=== Set task ===
Give back exactly the lines from the one containing "One point marks each instance of the usps" through the end of the records, including both, and no others.

----- Exercise materials -----

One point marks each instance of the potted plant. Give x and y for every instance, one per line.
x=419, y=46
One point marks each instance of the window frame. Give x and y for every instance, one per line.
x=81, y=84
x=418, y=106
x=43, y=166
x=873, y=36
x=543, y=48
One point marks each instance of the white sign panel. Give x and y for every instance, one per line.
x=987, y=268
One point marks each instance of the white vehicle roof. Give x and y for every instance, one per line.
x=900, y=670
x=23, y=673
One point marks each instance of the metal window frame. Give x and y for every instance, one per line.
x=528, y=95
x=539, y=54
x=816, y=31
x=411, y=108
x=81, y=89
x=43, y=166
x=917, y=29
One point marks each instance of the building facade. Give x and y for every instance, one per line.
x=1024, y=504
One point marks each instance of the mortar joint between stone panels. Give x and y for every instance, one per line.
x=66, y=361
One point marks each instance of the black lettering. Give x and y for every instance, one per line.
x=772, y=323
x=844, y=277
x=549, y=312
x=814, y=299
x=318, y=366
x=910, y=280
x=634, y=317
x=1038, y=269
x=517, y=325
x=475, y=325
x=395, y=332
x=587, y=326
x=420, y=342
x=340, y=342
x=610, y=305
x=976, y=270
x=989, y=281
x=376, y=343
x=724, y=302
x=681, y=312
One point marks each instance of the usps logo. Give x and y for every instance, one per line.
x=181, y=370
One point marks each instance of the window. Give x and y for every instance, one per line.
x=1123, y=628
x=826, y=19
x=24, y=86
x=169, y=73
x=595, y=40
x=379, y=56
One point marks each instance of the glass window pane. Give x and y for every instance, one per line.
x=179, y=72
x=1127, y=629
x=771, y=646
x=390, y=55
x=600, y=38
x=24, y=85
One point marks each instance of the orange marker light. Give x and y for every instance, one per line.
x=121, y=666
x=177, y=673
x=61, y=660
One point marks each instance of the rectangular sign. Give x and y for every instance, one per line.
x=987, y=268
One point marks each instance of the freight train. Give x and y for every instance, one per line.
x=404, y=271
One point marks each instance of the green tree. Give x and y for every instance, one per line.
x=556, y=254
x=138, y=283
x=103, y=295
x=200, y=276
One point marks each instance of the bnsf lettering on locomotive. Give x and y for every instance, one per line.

-----

=== Worked answer ===
One point marks each instance of the usps logo. Give x and y for every instance, one per line.
x=181, y=370
One point marks each instance of the window. Give x and y for every instance, one per line.
x=1123, y=628
x=826, y=19
x=24, y=86
x=169, y=73
x=595, y=40
x=379, y=56
One point marks each instance of the glass window pane. Give x and y for every instance, one per line.
x=179, y=72
x=1127, y=629
x=771, y=646
x=390, y=55
x=600, y=38
x=24, y=85
One point marks each instance of the orange marker light. Give x and y for every instance, one per line.
x=121, y=666
x=177, y=673
x=61, y=660
One point marks each instance of the rectangular sign. Give x and y for every instance, one per line.
x=987, y=268
One point marks each instance of the freight train. Give x and y for every instance, one per line.
x=404, y=271
One point marks each instance of the green tree. Give x and y for every instance, one per line.
x=556, y=254
x=138, y=283
x=103, y=295
x=200, y=276
One point marks each instance of the bnsf lettering on locomotive. Give x and y for every instance, one per line.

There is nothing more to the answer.